= WRITTEN PROBLEM =
Select every line in the rows below that contains the string "smoke", matching case exactly, and copy each such line.

· · · · ·

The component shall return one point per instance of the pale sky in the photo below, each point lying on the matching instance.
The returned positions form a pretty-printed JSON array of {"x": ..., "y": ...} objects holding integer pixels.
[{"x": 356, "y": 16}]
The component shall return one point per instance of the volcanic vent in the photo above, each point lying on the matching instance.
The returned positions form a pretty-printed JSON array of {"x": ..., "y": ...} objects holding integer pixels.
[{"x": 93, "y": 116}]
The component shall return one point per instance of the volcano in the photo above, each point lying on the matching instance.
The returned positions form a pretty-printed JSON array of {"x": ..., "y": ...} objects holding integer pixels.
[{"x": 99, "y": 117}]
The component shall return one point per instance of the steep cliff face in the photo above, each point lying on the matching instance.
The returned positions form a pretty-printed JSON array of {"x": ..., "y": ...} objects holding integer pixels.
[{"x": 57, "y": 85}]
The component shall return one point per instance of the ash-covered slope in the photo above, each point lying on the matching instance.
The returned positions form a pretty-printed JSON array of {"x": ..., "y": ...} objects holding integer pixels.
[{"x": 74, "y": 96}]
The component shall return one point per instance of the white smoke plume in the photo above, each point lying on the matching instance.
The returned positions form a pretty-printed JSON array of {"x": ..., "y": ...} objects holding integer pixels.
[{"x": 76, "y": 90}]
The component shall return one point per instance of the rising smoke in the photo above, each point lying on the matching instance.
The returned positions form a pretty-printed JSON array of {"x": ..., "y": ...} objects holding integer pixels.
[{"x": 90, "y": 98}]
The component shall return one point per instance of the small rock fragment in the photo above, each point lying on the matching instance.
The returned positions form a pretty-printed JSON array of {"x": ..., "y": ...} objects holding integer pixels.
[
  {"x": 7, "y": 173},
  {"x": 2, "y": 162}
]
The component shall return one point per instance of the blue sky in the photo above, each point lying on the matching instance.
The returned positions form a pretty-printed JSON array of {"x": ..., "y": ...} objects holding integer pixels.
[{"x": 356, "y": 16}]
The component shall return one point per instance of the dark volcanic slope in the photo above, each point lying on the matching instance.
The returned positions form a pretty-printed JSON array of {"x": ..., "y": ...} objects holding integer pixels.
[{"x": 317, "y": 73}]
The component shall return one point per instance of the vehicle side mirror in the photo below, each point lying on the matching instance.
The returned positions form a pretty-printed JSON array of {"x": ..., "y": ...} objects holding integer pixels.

· · · · ·

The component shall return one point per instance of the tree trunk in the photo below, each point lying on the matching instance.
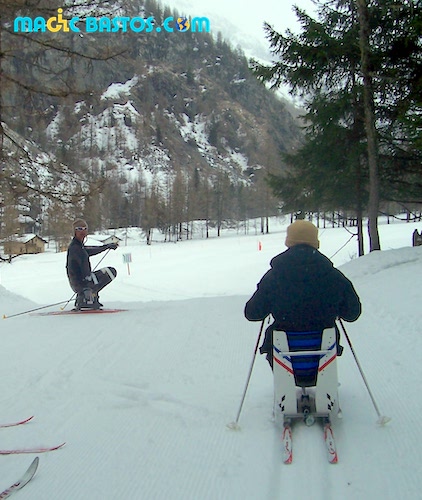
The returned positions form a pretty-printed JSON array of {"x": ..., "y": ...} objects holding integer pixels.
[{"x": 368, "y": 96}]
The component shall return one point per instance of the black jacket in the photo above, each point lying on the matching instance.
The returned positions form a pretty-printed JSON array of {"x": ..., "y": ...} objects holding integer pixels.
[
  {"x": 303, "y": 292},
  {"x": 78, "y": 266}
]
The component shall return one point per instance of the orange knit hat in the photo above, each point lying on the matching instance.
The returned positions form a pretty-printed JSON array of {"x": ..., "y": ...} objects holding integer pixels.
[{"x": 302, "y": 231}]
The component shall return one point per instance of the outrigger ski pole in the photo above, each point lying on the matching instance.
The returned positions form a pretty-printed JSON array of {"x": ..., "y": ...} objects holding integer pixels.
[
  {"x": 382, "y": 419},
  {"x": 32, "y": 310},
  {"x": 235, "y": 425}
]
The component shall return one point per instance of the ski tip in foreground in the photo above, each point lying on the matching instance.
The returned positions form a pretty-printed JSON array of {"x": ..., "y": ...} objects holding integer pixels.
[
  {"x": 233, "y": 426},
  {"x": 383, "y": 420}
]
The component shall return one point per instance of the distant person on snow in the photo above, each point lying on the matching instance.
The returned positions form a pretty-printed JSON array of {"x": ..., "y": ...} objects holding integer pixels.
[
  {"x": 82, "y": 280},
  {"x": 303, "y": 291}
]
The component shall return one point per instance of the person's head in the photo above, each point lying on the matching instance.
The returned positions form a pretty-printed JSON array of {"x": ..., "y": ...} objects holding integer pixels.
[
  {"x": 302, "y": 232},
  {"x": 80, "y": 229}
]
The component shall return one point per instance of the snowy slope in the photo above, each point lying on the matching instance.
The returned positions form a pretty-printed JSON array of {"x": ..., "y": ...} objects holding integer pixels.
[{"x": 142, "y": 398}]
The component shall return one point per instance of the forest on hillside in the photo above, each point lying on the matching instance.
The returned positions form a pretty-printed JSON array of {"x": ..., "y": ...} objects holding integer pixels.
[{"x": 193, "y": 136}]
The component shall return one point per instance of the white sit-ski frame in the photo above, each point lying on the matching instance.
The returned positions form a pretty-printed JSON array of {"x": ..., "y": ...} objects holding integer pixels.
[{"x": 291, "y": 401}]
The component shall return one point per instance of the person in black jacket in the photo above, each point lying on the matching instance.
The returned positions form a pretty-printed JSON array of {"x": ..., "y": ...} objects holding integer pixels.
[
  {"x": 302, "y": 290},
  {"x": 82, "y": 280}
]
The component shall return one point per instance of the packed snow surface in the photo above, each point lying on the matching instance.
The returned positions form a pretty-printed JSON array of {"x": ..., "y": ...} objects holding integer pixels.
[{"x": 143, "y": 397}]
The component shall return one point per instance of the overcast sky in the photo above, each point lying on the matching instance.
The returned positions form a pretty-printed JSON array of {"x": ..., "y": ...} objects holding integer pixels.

· · · · ·

= REPLY =
The component shall return one point per instance of the white smoke plume in the photo above, each point lying on the matching instance.
The component shall return one point per instance of the rising smoke in the photo above, each point lying on the matching instance.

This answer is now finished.